* **WHAT THE TASK REQUIRES**:
All entries below must be reproduced without a single change.

++++++

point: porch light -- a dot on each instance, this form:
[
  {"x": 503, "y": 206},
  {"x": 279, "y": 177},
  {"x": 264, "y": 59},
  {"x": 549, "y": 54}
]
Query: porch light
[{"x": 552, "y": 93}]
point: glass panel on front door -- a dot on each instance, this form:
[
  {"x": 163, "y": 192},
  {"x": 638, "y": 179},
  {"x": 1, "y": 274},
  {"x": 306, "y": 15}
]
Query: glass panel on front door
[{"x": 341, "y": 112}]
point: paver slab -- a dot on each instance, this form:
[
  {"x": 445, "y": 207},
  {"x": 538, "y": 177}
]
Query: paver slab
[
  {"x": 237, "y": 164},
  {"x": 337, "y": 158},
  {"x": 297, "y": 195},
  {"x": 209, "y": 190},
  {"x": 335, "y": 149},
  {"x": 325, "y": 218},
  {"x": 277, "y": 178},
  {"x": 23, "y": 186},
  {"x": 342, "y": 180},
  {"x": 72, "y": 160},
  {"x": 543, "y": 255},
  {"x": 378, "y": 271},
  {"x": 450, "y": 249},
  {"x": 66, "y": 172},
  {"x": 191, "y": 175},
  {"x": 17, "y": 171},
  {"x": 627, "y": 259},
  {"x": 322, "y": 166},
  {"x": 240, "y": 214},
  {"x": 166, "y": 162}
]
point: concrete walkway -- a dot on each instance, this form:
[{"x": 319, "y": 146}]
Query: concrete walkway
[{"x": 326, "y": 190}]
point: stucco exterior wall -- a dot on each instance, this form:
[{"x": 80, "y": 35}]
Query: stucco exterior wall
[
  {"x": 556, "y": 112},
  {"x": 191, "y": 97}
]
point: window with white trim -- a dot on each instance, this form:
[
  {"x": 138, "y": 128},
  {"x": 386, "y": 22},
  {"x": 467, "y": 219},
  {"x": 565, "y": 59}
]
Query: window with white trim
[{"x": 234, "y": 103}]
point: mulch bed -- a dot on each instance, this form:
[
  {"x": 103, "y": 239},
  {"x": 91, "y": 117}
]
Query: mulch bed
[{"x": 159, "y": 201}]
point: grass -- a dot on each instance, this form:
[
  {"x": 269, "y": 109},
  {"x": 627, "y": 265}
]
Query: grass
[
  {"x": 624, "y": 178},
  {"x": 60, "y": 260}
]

++++++

* **EXERCISE OUTPUT**:
point: porch light -- a dot on each instance, this form:
[
  {"x": 503, "y": 206},
  {"x": 279, "y": 177},
  {"x": 264, "y": 59},
  {"x": 549, "y": 54}
]
Query: porch light
[{"x": 552, "y": 93}]
point: glass panel on front door -- a dot on each instance, this form:
[
  {"x": 163, "y": 192},
  {"x": 638, "y": 179},
  {"x": 1, "y": 274},
  {"x": 306, "y": 15}
]
Query: glass panel on front door
[{"x": 341, "y": 112}]
point: paver slab -- a dot on each instance, this form:
[
  {"x": 445, "y": 207},
  {"x": 538, "y": 177}
]
Query: paver slab
[
  {"x": 237, "y": 164},
  {"x": 337, "y": 158},
  {"x": 297, "y": 195},
  {"x": 209, "y": 190},
  {"x": 335, "y": 149},
  {"x": 325, "y": 218},
  {"x": 277, "y": 178},
  {"x": 23, "y": 186},
  {"x": 342, "y": 180},
  {"x": 72, "y": 160},
  {"x": 543, "y": 255},
  {"x": 378, "y": 271},
  {"x": 450, "y": 249},
  {"x": 66, "y": 172},
  {"x": 191, "y": 175},
  {"x": 17, "y": 171},
  {"x": 627, "y": 259},
  {"x": 322, "y": 166},
  {"x": 240, "y": 214},
  {"x": 166, "y": 162}
]
point: concrete walkway -- a dot on each instance, this form:
[{"x": 319, "y": 146}]
Query: concrete walkway
[{"x": 326, "y": 190}]
point: stucco exterior wall -- a dot on each instance, this form:
[{"x": 80, "y": 35}]
Query: stucco exterior wall
[
  {"x": 556, "y": 112},
  {"x": 191, "y": 97}
]
point: window with white trim -- a dot on each instance, this form:
[
  {"x": 138, "y": 128},
  {"x": 386, "y": 22},
  {"x": 467, "y": 219},
  {"x": 565, "y": 59}
]
Query: window with white trim
[{"x": 234, "y": 103}]
point: mulch bed -- a dot on each instance, this form:
[
  {"x": 103, "y": 239},
  {"x": 91, "y": 117}
]
Query: mulch bed
[{"x": 159, "y": 201}]
point: grass -- a dot on each instance, this form:
[
  {"x": 269, "y": 109},
  {"x": 627, "y": 265}
]
Query: grass
[
  {"x": 624, "y": 178},
  {"x": 60, "y": 260}
]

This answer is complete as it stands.